Labeled area outline entries
********

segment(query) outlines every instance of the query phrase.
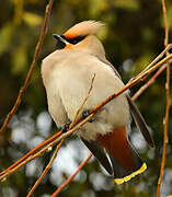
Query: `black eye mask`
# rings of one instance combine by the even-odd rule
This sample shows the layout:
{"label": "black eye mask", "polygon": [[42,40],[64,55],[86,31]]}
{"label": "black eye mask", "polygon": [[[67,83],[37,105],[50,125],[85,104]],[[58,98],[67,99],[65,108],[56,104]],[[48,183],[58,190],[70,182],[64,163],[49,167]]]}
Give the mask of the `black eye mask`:
{"label": "black eye mask", "polygon": [[78,43],[80,43],[81,40],[83,40],[85,38],[85,35],[83,35],[83,36],[81,35],[81,36],[78,36],[74,38],[67,38],[64,35],[61,35],[61,37],[64,39],[66,39],[68,43],[72,44],[72,45],[77,45]]}
{"label": "black eye mask", "polygon": [[57,44],[56,44],[57,49],[62,49],[65,47],[66,47],[66,44],[64,42],[60,42],[60,40],[57,42]]}

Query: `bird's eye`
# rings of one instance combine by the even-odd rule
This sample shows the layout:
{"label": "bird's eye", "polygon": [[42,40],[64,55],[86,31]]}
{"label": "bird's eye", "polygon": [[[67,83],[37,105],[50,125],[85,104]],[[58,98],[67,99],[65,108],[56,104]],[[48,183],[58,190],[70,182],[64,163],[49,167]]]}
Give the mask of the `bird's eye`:
{"label": "bird's eye", "polygon": [[72,39],[70,39],[70,43],[72,45],[77,45],[78,43],[80,43],[81,40],[83,40],[85,38],[85,36],[78,36],[78,37],[74,37]]}
{"label": "bird's eye", "polygon": [[85,35],[77,36],[74,38],[67,38],[64,35],[61,35],[61,37],[65,38],[68,43],[72,44],[72,45],[77,45],[78,43],[80,43],[81,40],[83,40],[85,38]]}

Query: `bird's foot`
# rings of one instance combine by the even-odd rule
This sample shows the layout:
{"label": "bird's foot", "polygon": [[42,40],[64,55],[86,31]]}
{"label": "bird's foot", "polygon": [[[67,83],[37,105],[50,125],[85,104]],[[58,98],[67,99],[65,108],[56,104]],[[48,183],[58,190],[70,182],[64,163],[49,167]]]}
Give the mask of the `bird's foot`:
{"label": "bird's foot", "polygon": [[[90,111],[83,111],[83,113],[82,113],[82,118],[83,119],[87,118],[90,115],[89,112]],[[95,118],[93,117],[93,118],[89,119],[89,123],[93,123],[94,120],[95,120]]]}

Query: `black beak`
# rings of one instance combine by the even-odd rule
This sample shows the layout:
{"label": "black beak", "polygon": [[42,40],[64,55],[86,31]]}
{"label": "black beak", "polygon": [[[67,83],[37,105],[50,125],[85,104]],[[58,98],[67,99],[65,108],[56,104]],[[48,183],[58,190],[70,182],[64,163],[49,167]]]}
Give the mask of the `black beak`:
{"label": "black beak", "polygon": [[53,36],[55,37],[55,39],[57,39],[57,49],[62,49],[66,47],[67,42],[60,35],[53,34]]}

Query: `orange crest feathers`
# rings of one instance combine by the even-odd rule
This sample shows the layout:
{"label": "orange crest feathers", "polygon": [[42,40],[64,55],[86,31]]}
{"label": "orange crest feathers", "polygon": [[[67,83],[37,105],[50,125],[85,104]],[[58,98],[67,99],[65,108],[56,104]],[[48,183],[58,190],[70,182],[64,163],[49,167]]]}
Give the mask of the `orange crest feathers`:
{"label": "orange crest feathers", "polygon": [[64,35],[73,38],[81,35],[95,34],[104,24],[96,21],[83,21],[69,28]]}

********

◆ **What to work on**:
Gather every line of the data above that contains the word "beak" and list those lines.

◆ **Response for this exercise**:
Query: `black beak`
{"label": "black beak", "polygon": [[42,40],[64,55],[86,31]]}
{"label": "black beak", "polygon": [[[67,83],[37,105],[50,125],[85,104]],[[58,98],[67,99],[65,108],[56,104]],[[48,183],[58,190],[70,182],[64,163],[49,167]]]}
Give the mask of the `black beak`:
{"label": "black beak", "polygon": [[53,36],[55,37],[55,39],[57,39],[57,49],[62,49],[66,47],[67,42],[60,35],[53,34]]}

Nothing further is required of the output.